- Short problem -
Copy each of the entries below word for word, keeping every line unchanged.

- Records supplied -
-----
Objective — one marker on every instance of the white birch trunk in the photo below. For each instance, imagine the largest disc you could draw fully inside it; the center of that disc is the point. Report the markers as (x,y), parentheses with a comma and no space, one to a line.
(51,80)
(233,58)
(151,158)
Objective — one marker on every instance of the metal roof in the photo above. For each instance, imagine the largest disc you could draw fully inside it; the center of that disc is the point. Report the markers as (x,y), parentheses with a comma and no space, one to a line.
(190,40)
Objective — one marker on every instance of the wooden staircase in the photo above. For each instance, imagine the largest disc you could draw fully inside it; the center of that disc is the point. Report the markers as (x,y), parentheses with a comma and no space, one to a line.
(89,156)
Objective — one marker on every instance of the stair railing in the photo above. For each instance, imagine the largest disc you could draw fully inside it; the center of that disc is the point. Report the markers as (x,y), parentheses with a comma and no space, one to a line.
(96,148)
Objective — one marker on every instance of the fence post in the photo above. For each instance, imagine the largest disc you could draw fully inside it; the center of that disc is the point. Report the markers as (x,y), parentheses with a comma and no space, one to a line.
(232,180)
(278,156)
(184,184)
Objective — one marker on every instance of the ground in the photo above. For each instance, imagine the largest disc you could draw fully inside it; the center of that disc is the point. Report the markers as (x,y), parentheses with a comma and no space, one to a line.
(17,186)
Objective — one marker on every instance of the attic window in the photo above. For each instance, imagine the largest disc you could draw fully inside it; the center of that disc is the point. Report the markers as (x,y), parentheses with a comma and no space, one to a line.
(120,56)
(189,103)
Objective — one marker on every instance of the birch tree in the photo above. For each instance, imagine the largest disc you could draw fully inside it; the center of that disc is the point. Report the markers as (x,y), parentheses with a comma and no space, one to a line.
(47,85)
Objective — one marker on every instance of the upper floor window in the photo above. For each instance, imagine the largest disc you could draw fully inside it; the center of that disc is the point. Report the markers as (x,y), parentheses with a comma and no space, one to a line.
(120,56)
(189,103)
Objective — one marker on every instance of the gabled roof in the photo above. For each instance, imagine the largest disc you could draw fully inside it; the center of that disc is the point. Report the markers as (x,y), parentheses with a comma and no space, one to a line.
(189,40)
-----
- The reply -
Objective — one marker on every instance of the white birch trunk in the photo below. For each instance, imagine the largest disc you could draw fully inside it; the center of that disc is the point. Report the markers as (x,y), parentheses with a comma and no space, one to a line.
(51,80)
(233,58)
(151,158)
Objective — one marker on every instance of the metal roof in the photo above. For each instance, imagine the largest disc you could draw fully inside it; the center of that disc is the point. Report the markers as (x,y), parentheses with a comma and no space, one to a line.
(190,40)
Objective — one marker on every instance of the wooden staircase in the photo above. For each instance, imagine the largest disc you could draw fully inside it; the center of that disc is the point. Report the markers as (x,y), parentheses with a comma and no space, one to a line.
(89,156)
Objective — one marker on every instance of the stair railing in the photo above. For each instance, imagine the largest disc you could draw fully inside it; the center of that disc is the point. Report the markers as (x,y), parentheses with a comma and no space, one to a line.
(96,148)
Objective — one marker on every instance of the fence post in the photo above. For each instance, imagine the largest disc you could draw fully inside it; the center of that disc is the point. Report the markers as (x,y), parentheses with a comma and no space, one to a line.
(232,180)
(278,156)
(184,184)
Objective — one marker on every instance of the ground in the photo above. For each instance, imagine the largest disc you could draw fully inside it; the center of that disc is the point. Report the markers as (x,y), parentheses with a comma and no space, one to a line.
(17,186)
Objective — one marker on every instance of the attic window in the photo above. For each instance, imagine the largest disc you could draw fully inside it; the center of that disc is the point. Report the markers as (x,y), parentheses with a comma and no space, one to a line.
(120,56)
(189,103)
Objective — one marker on every instance of the birch tree in the photo above. For each instance, imagine the largest disc you could draw fully inside it; the center of that disc is the point. Report the markers as (x,y), parentheses with a comma and no space, one to a line.
(47,85)
Objective — one marker on every instance of the upper floor window in the photo above. For each instance, imagine the largest disc you could draw fully inside it; the center of that disc is the point. Report the markers as (x,y), parentheses with a comma and no space, one to a line.
(120,56)
(189,103)
Objective — one marker on every instance of the gabled roof in the photo above. For each instance, imagine the largest disc you could draw fully inside it; the center of that disc is the point. Report the markers as (x,y), parentheses with a comma and no space, one to a line.
(189,40)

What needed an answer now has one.